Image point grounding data
= = =
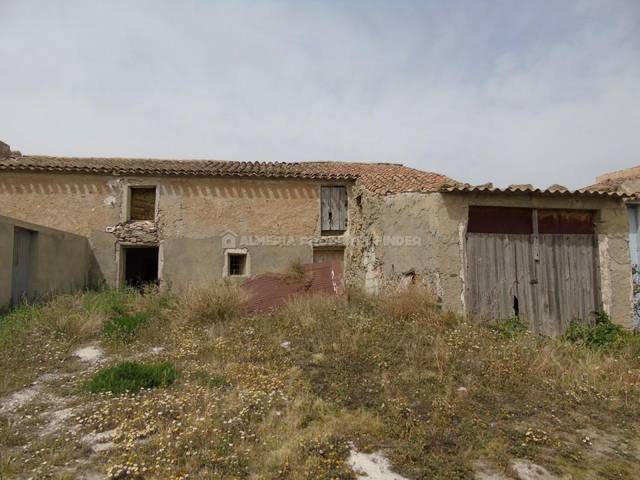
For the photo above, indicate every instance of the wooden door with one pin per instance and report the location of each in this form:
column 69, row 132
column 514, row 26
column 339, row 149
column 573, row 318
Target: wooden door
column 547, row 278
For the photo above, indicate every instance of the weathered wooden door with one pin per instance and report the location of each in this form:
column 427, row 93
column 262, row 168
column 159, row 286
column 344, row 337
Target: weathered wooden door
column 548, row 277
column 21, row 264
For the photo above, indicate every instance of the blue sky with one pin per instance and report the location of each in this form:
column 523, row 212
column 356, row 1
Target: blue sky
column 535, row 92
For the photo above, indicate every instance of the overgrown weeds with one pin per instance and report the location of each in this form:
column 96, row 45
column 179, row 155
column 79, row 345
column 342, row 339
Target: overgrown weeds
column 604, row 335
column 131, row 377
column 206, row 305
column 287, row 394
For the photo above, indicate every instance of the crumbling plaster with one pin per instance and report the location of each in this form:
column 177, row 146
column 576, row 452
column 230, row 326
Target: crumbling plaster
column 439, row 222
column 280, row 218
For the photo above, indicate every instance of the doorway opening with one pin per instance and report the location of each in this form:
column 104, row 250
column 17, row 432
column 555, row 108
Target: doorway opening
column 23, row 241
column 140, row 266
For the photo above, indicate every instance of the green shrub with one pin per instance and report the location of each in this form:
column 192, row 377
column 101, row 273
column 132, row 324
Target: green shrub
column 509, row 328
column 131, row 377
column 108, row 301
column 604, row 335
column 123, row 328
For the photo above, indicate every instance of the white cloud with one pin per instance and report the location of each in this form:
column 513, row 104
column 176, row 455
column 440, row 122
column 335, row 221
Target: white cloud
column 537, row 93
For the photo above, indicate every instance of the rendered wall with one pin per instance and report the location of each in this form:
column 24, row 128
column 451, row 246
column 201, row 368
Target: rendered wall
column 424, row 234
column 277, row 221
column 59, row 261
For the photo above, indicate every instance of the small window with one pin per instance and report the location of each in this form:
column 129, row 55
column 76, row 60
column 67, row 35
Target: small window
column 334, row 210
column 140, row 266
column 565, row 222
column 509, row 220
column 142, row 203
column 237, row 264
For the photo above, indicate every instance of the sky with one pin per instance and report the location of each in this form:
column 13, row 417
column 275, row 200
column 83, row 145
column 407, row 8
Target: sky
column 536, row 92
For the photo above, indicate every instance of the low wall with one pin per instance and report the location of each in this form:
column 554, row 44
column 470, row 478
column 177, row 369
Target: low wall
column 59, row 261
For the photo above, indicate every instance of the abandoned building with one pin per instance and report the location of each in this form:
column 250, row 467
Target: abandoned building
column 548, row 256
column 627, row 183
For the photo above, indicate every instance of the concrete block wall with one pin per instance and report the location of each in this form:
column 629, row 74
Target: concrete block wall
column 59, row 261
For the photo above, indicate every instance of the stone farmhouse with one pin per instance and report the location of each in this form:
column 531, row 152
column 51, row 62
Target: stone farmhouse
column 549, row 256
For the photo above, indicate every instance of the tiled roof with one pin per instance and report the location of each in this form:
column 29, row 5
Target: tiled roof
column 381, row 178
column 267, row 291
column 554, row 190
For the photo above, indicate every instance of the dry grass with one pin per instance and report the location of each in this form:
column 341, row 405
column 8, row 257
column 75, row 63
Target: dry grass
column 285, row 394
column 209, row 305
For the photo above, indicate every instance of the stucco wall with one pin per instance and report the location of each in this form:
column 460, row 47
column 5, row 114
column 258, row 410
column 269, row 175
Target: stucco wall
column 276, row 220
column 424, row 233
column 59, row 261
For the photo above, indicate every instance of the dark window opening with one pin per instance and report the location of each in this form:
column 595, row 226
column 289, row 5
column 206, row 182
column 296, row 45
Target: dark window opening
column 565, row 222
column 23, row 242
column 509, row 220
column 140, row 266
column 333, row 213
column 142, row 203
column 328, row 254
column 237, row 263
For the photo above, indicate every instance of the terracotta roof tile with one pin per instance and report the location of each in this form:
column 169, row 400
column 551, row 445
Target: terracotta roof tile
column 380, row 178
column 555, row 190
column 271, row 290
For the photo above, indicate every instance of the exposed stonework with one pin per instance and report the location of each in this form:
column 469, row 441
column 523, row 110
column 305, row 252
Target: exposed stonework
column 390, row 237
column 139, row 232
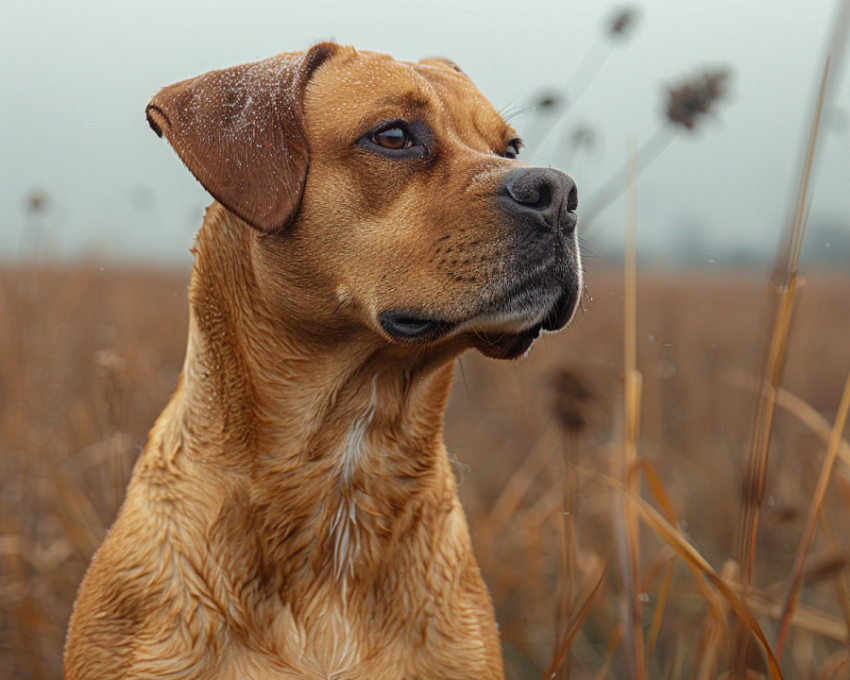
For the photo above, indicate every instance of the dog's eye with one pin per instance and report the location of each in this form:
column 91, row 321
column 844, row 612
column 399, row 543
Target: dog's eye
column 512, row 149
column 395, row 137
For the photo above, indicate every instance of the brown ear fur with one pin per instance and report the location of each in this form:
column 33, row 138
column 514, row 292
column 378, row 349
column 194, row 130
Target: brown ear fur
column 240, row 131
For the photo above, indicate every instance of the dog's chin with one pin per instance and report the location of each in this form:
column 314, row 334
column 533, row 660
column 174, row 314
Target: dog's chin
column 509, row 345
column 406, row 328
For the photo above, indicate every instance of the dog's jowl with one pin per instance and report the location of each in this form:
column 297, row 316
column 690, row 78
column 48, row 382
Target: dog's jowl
= = =
Your reply is to be the number of lines above in which the word "jowl" appears, and nothing else.

2